YOUR TASKS
1: List each equation given in Answer 11 of the integral thread below.
2: Carry the integral thread below forward from its final line.

SOURCE TEXT
Question

Help finding the indefinite integral of one over sqrt of 1 + sqrt x

Answer 1

figure??

Answer 2

\[\int\limits_{}^{} \frac{1}{\sqrt{1+\sqrt{x}}}\]
And i know i'm gonna need trig functions.

Answer 3

take root x = u^2

Answer 4

\[x^{1/2} = u^{2} \]

Answer 5

then differentiate \[x^{1/2}\]
and get back to me

Answer 6

@cambrige okay I got the derivative of x^(1/2)|

Answer 7

so dx= ur ans??

Answer 8

My answer was 1 over 2root x. dx

Answer 9

I'm lost now.

Answer 10

@Concentrationalizing excuse me, if you could would you please help me with this problem?

Answer 11

Consider u = 1 + \(\sqrt{x}\)
du = \(\frac{1}{2\sqrt{x}}\)dx
\(2\sqrt{x}du\) = dx

Now, also notice from our substitution that \(\sqrt{x} = u-1\)
Therefore we have \(2(u-1)du = dx\)

DATA EXTRACT

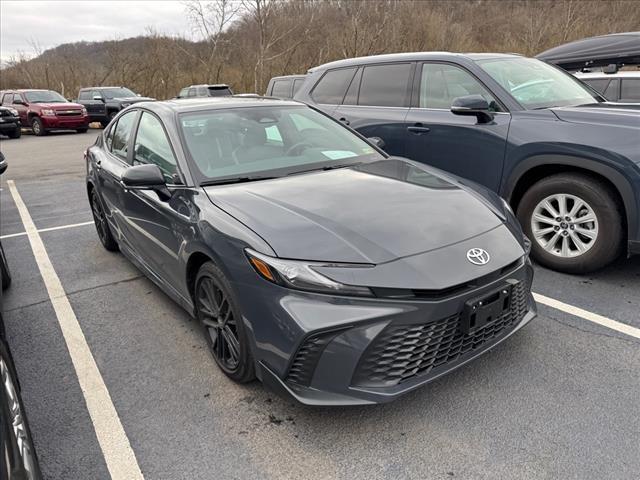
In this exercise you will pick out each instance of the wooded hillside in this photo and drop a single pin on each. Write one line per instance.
(246, 42)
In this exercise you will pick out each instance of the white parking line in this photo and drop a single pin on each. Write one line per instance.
(50, 229)
(586, 315)
(118, 455)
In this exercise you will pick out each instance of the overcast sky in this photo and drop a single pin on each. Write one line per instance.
(52, 23)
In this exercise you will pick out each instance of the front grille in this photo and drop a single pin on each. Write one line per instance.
(304, 363)
(68, 113)
(402, 352)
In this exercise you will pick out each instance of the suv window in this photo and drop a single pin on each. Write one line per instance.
(630, 91)
(441, 83)
(152, 147)
(332, 86)
(385, 85)
(281, 88)
(121, 134)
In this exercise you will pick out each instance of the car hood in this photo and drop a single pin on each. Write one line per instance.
(624, 115)
(372, 213)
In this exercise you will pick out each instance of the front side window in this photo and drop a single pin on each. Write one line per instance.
(281, 88)
(44, 96)
(271, 141)
(535, 84)
(121, 135)
(332, 86)
(630, 91)
(441, 84)
(385, 85)
(152, 147)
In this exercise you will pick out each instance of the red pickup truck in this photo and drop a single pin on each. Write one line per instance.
(46, 110)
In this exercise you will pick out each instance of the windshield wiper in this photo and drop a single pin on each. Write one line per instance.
(228, 180)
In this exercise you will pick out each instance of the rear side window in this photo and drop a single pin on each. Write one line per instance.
(121, 135)
(630, 91)
(152, 147)
(281, 88)
(332, 86)
(440, 84)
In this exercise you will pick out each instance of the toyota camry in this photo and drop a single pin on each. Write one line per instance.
(312, 260)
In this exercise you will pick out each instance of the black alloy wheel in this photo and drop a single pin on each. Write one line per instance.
(102, 226)
(218, 313)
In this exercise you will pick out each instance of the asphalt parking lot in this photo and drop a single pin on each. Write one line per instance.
(559, 400)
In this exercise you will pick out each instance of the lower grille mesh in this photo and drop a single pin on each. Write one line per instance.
(401, 352)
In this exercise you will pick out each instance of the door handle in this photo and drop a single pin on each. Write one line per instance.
(418, 129)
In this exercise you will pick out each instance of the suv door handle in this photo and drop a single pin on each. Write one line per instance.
(418, 129)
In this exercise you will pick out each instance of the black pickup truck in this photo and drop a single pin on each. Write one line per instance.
(103, 103)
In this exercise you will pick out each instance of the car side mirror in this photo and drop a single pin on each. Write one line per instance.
(146, 177)
(472, 105)
(377, 141)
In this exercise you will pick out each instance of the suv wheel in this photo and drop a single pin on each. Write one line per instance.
(38, 127)
(573, 221)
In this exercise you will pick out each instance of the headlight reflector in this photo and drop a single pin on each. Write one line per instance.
(301, 275)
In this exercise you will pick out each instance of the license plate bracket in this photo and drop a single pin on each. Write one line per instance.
(486, 309)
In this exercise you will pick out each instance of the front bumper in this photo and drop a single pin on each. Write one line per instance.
(338, 351)
(55, 122)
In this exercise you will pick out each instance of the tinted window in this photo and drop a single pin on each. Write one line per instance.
(152, 146)
(281, 88)
(268, 140)
(297, 83)
(598, 84)
(122, 133)
(611, 93)
(385, 85)
(332, 86)
(630, 91)
(440, 84)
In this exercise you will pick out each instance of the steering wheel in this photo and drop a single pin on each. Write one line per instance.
(296, 146)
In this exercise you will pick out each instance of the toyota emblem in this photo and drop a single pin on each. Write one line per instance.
(478, 256)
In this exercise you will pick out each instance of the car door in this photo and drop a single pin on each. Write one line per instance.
(158, 226)
(455, 143)
(377, 102)
(115, 159)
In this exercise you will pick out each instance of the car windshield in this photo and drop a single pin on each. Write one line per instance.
(535, 84)
(44, 96)
(269, 141)
(110, 93)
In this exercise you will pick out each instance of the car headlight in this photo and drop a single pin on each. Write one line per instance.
(301, 275)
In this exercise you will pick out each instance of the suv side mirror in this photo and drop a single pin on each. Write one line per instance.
(146, 177)
(472, 105)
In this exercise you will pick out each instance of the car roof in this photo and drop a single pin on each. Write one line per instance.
(195, 104)
(412, 56)
(626, 74)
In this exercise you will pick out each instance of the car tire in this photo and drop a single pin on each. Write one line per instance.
(587, 245)
(4, 269)
(17, 133)
(102, 224)
(218, 312)
(38, 127)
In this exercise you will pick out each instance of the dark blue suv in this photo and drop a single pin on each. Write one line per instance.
(565, 159)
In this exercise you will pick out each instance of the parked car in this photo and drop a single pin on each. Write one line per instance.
(18, 458)
(103, 103)
(312, 260)
(567, 161)
(285, 87)
(217, 90)
(46, 110)
(10, 122)
(621, 86)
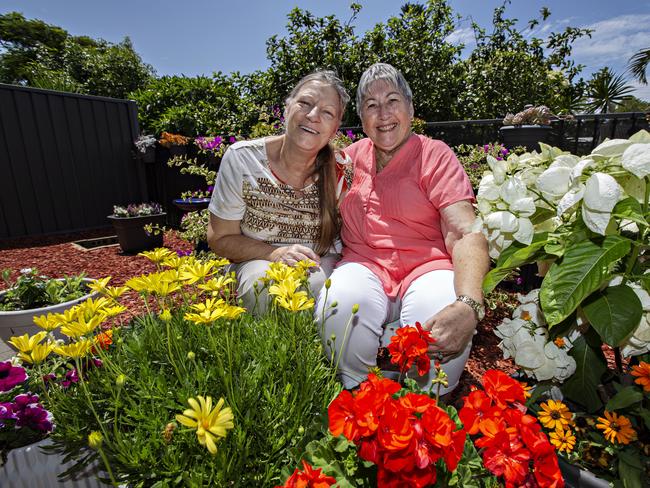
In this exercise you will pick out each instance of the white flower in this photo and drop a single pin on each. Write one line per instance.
(601, 195)
(636, 160)
(554, 182)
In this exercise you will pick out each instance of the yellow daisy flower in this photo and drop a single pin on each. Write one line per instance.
(47, 322)
(25, 343)
(211, 424)
(616, 428)
(38, 354)
(75, 349)
(563, 440)
(158, 255)
(554, 415)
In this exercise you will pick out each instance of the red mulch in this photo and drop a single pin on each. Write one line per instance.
(57, 256)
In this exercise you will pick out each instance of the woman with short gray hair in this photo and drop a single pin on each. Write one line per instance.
(409, 253)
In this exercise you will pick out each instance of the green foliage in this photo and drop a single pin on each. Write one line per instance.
(32, 290)
(46, 56)
(606, 91)
(270, 371)
(190, 106)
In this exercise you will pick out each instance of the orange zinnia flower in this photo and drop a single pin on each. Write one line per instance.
(642, 372)
(617, 428)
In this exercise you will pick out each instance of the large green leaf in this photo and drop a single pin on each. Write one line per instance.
(512, 257)
(624, 398)
(614, 312)
(590, 366)
(578, 274)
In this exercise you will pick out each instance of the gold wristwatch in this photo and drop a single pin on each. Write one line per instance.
(478, 308)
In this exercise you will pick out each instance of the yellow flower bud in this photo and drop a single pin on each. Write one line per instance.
(95, 440)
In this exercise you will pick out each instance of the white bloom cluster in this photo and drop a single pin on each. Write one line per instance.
(639, 340)
(525, 339)
(513, 190)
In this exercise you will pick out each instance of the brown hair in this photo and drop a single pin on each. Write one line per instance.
(326, 165)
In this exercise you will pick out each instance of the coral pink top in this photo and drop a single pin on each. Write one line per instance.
(391, 220)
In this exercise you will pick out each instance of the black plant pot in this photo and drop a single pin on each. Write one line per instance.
(131, 234)
(528, 136)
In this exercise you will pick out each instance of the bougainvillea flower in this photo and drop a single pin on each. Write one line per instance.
(10, 376)
(308, 477)
(554, 415)
(640, 371)
(616, 428)
(409, 345)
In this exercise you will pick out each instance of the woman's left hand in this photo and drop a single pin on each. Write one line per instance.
(452, 328)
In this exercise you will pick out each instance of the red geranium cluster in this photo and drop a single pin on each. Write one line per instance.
(512, 442)
(308, 478)
(410, 345)
(404, 436)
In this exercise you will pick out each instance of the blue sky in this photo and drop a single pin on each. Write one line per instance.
(201, 36)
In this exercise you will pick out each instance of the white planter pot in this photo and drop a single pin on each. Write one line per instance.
(31, 467)
(21, 322)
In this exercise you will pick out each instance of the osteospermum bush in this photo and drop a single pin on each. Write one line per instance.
(196, 391)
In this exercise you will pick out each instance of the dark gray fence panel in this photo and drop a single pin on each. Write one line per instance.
(65, 160)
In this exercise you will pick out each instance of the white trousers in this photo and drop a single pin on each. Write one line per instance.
(254, 294)
(352, 344)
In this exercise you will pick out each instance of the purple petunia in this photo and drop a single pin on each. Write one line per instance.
(11, 376)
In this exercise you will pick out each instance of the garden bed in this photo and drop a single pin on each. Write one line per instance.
(57, 256)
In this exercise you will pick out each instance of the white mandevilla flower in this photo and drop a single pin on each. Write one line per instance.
(602, 192)
(639, 341)
(525, 339)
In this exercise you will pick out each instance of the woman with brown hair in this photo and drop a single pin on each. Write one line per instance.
(275, 198)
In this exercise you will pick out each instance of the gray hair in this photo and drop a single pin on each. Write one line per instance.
(326, 77)
(386, 72)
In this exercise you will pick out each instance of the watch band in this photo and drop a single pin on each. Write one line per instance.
(478, 308)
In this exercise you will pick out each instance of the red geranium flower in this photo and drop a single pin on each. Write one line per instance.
(410, 345)
(308, 478)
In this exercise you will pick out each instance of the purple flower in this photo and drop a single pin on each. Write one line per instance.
(36, 418)
(10, 376)
(6, 413)
(71, 376)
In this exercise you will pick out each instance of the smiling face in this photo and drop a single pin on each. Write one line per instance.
(386, 116)
(313, 116)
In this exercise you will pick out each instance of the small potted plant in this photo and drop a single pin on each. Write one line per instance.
(129, 223)
(175, 143)
(33, 294)
(527, 128)
(145, 146)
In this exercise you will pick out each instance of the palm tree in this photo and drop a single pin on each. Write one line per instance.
(606, 90)
(638, 63)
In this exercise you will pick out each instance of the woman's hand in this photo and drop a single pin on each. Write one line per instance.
(292, 254)
(452, 328)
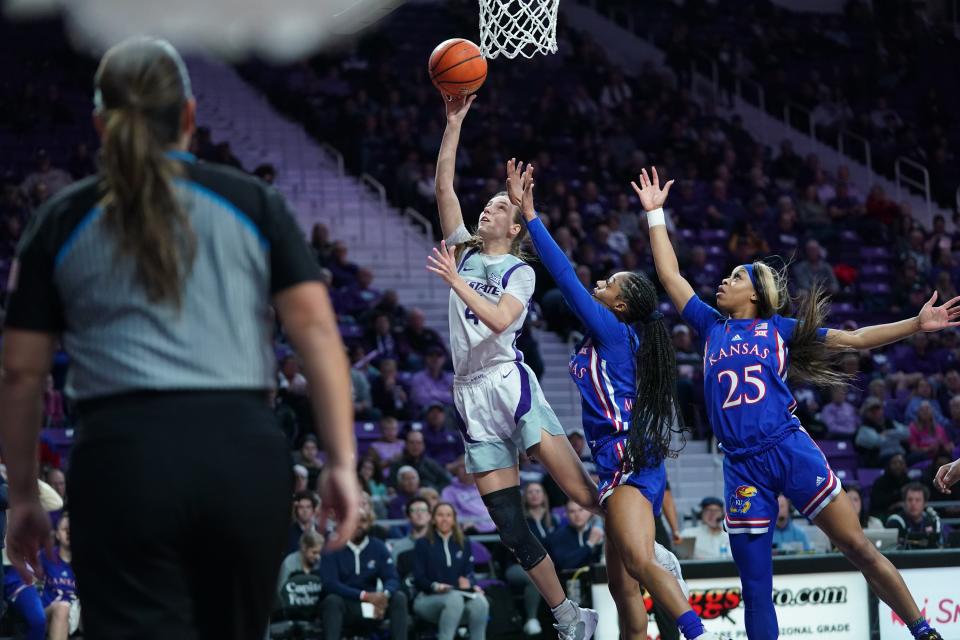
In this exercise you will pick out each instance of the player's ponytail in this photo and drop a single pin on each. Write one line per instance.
(141, 90)
(811, 361)
(655, 416)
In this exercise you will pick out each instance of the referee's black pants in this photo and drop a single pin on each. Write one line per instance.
(180, 505)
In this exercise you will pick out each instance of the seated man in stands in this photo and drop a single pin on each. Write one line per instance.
(404, 537)
(305, 506)
(305, 561)
(787, 537)
(350, 579)
(577, 543)
(713, 543)
(432, 474)
(408, 487)
(918, 525)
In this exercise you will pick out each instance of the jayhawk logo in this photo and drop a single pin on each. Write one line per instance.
(740, 498)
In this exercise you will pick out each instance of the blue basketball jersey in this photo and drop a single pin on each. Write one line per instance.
(745, 364)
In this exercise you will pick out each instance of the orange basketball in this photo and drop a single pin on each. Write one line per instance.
(457, 68)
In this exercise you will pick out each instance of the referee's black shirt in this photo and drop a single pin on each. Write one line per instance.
(70, 277)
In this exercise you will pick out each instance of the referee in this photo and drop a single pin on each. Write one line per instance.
(158, 275)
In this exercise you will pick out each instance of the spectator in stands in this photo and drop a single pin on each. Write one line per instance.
(52, 177)
(885, 495)
(416, 340)
(404, 537)
(306, 559)
(407, 488)
(928, 438)
(462, 493)
(918, 525)
(389, 447)
(814, 269)
(878, 436)
(577, 543)
(344, 272)
(350, 576)
(922, 393)
(299, 478)
(363, 408)
(712, 542)
(58, 480)
(370, 474)
(59, 595)
(839, 415)
(305, 505)
(431, 473)
(389, 396)
(443, 443)
(867, 521)
(787, 537)
(433, 384)
(306, 456)
(443, 575)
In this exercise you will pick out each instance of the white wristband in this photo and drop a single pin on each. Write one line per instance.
(656, 217)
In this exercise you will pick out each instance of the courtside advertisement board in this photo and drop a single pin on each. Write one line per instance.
(825, 606)
(937, 594)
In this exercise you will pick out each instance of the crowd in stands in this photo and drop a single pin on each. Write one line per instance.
(588, 132)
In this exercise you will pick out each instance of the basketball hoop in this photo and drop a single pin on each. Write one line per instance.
(518, 27)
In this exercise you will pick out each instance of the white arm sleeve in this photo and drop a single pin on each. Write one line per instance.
(521, 284)
(459, 236)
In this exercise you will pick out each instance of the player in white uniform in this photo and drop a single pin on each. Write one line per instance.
(500, 407)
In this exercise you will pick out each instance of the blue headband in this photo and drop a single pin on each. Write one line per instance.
(749, 269)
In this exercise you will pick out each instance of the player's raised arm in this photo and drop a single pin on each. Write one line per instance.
(451, 218)
(652, 198)
(929, 319)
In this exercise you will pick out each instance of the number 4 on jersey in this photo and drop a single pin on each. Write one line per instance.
(735, 399)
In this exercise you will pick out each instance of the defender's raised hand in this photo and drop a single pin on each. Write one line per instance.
(650, 194)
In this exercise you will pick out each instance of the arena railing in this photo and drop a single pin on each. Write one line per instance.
(922, 184)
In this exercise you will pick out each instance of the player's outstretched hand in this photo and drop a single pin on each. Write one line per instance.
(443, 262)
(947, 476)
(520, 188)
(339, 493)
(650, 194)
(933, 318)
(28, 532)
(457, 108)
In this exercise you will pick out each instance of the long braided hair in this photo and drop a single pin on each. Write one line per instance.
(656, 415)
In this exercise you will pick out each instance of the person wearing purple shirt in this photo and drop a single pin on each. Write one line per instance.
(839, 415)
(463, 494)
(433, 384)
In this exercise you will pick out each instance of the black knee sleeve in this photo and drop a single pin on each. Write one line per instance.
(506, 511)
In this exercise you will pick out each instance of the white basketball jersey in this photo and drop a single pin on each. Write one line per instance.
(473, 345)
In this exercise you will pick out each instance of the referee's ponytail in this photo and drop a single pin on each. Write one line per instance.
(141, 89)
(655, 416)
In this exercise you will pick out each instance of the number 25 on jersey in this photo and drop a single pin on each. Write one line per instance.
(751, 396)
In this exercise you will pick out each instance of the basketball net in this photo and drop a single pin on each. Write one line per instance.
(518, 27)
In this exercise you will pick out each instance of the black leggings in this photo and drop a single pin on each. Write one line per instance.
(180, 504)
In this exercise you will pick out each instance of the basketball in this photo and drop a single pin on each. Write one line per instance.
(457, 68)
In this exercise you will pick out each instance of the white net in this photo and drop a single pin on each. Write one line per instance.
(518, 27)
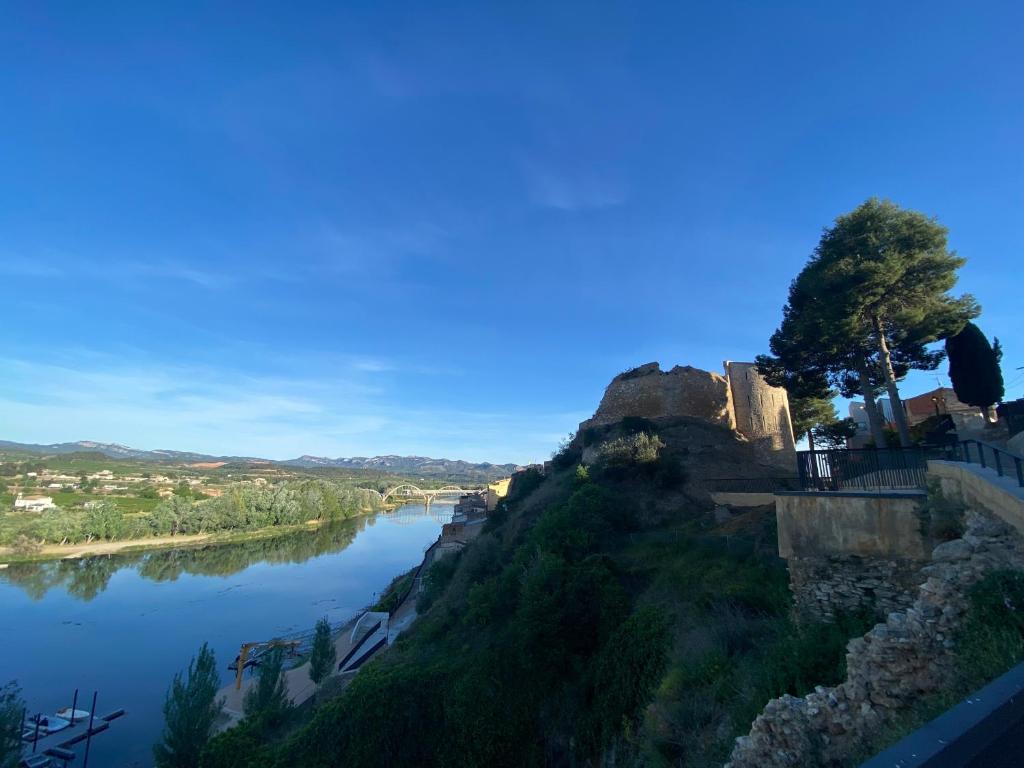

RESPONSE LIST
1:
u = 1 + √x
du = 1/(2√x) dx
2√x du = dx
√x = u − 1
2(u − 1) du = dx

2:
Substituting these values into the integral gives:
\[\int\limits_{}^{}\frac{ 1 }{ \sqrt{1+\sqrt{x}} }dx = \int\limits_{}^{}\frac{ 2(u-1) }{ \sqrt{u} }du\]
Now we simply split this into two integrals and solve each.
\[\int\limits_{}^{}\frac{ 2u-2 }{ \sqrt{u} }du = \int\limits_{}^{}\frac{ 2u }{ \sqrt{u} }du - \int\limits_{}^{}\frac{ 2 }{ \sqrt{u} }du\]
And of course the left integral reduces and we have these two integrals
\[2\int\limits_{}^{}\sqrt{u}du- 2\int\limits_{}^{}\frac{ 1 }{ \sqrt{u} }du\]
Now just integrate each and plug back in your substitution from there.
Think you can handle the integration from here? :)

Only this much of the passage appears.